▸ **Text to read**
━━━━━━━━━━━━━━━━

VGS Engineering Blog

The latest updates from our developer community

Secure Compute Part 2: gVisor Runtime on EKS

In this post, we want to build a platform that can run containers securely on an Amazon Elastic Kubernetes Service (EKS) Cluster. The first component we will look at is integrating a secure container runtime. We will explore the gVisor sandboxed container runtime environment and how to integrate it with EKS.

Packaging and Deploying an Application#

Containers have become the standard unit for packaging and running an application and its dependencies. Container-orchestration systems such as Kubernetes are used to deploy and manage containerized applications. We will use Amazon EKS to manage our kubernetes deployments, services and applications. In this way, we can develop our application, package it into a container and deploy it on our kubernetes cluster. Alternatively, as we will show in the next blog post, we can also use a serverless function framework such as OpenFaaS to write functions and deploy them using prebuilt container images, without having to deal with the complexity of building containers from scratch. Either way, containers are at the heart of both solutions.

Container Isolation Technologies#

To run containers securely, we need to isolate them from the host kernel and other processes running on the machine. Traditional containerization technologies such as Docker, containerd, and Linux Containers (LXC) do not provide the proper isolation as they run containers on the host OS kernel directly, leaving room for a large attack surface. This is especially critical in multi-tenant cloud environments and when running untrusted workloads on your cluster. Container isolation technologies such as Google gVisor, OpenStack Kata-containers, Amazon Firecracker and IBM Nabla-containers have emerged to combat this problem. Figure

Container Isolation

gVisor is an application kernel that provides a sandboxed environment for containers by implementing a sandboxed guest kernel which intercepts and services most system calls, isolating containers from the host. Similarly, Nabla-containers use a library OS to reduce the attack surface by customizing the OS constructs to the applications’ needs and reducing the number of system calls to the host. On the other hand, Kata-containers run containers inside lightweight VMs, relying on hardware virtualization for isolation. Finally, Firecracker creates and manages microVMs using hardware virtualization, and it can be used with tools such as Weave Ignite to run container images inside microVMs.

━━━━━━━━━━━━━━━━

▸ **Data records**

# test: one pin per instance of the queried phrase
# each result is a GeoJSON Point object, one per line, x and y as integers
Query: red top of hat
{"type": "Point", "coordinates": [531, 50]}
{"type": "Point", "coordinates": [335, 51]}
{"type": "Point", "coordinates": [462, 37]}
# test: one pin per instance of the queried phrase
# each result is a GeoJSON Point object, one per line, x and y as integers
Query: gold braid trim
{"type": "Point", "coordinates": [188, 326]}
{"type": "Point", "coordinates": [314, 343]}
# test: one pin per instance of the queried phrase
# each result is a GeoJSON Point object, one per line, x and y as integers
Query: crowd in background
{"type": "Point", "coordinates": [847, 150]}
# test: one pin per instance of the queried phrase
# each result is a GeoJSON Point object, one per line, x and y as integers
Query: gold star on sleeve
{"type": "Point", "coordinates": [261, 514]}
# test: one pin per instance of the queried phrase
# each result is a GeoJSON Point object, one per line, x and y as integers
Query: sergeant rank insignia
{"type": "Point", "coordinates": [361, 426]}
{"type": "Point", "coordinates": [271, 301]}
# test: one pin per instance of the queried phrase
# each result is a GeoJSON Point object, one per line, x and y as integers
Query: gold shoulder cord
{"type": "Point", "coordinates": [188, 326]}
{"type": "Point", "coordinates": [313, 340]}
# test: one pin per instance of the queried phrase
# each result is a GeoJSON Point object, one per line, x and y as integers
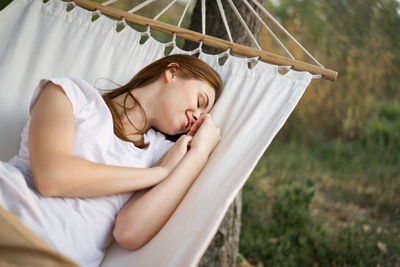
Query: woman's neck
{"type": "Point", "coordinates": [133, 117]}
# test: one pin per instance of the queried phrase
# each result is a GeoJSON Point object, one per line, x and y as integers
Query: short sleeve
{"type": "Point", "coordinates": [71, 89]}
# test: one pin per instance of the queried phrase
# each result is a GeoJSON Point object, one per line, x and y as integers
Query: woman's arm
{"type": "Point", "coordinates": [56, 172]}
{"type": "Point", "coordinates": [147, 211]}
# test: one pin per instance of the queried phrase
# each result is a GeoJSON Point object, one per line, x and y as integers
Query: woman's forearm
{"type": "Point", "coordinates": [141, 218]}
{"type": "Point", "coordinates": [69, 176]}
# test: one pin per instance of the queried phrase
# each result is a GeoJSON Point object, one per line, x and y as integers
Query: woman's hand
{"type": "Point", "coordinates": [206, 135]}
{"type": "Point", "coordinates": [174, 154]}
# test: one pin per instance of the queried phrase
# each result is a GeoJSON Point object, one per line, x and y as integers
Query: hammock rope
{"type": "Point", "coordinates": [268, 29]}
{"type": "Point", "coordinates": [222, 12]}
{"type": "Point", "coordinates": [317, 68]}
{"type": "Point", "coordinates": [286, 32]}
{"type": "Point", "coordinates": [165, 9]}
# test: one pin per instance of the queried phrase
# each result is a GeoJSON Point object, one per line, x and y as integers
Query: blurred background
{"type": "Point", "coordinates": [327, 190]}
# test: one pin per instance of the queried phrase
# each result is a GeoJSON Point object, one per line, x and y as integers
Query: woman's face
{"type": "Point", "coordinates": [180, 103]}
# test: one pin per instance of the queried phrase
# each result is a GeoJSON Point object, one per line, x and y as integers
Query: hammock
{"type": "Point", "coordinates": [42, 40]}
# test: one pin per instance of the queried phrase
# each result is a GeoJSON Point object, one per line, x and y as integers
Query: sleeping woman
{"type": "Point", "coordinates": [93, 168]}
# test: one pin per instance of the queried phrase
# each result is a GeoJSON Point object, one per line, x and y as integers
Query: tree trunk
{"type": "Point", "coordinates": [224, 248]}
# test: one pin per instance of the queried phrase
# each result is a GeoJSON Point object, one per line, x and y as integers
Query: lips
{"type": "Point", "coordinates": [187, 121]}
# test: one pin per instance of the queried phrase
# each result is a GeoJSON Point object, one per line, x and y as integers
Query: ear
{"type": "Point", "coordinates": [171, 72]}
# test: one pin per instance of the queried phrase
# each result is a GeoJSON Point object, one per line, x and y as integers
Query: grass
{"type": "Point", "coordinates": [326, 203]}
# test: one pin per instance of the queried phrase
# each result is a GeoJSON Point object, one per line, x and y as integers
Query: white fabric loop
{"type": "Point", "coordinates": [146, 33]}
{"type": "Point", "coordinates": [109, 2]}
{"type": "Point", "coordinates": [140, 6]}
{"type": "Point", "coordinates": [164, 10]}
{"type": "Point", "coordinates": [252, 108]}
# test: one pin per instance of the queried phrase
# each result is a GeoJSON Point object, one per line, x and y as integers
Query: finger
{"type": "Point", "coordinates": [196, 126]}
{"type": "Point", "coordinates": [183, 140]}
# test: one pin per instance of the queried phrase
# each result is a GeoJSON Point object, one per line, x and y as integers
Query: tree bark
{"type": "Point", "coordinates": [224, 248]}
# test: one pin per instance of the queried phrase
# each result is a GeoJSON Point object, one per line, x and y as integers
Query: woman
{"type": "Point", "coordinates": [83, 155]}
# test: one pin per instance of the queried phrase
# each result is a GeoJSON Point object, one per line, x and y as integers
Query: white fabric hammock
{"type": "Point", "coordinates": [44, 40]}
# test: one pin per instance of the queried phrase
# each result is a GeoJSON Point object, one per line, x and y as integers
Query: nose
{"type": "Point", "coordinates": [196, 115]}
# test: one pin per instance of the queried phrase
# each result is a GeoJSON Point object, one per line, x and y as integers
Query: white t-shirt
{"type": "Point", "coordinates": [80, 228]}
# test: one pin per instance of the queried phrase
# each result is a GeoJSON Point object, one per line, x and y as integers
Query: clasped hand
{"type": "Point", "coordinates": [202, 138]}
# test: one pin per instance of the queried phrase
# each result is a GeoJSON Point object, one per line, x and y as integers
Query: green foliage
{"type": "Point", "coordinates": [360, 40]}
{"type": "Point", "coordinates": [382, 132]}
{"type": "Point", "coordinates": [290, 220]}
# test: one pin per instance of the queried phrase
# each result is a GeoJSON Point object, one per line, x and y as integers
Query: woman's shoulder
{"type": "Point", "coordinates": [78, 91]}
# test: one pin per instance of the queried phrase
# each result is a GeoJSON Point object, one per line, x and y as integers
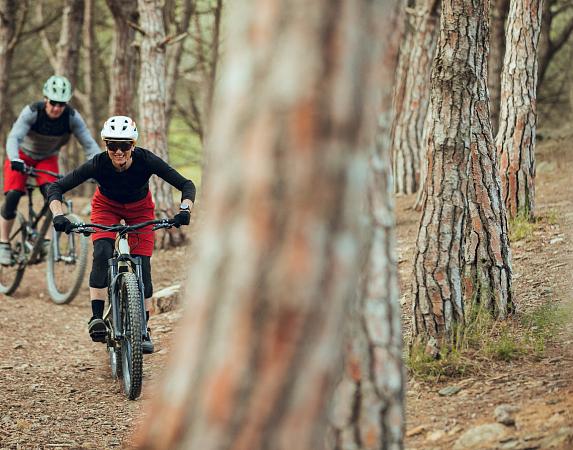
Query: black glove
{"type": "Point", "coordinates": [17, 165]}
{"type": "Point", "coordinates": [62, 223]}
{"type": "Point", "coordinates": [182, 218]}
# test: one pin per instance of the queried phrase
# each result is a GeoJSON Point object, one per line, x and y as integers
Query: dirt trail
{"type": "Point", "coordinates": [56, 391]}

━━━━━━━━━━━━━━━━

▸ **Required actions**
A - Reproduce the passage in the gVisor article above, everything from "VGS Engineering Blog" down to "it with EKS.".
B - Pick out each line of the listing that contains the string "sleeve", and copy those lines.

▸ **Expected responses**
A -
VGS Engineering Blog

The latest updates from our developer community

Secure Compute Part 2: gVisor Runtime on EKS

In this post, we want to build a platform that can run containers securely on an Amazon Elastic Kubernetes Service (EKS) Cluster. The first component we will look at is integrating a secure container runtime. We will explore the gVisor sandboxed container runtime environment and how to integrate it with EKS.

B -
Query: gold star on sleeve
Query: short sleeve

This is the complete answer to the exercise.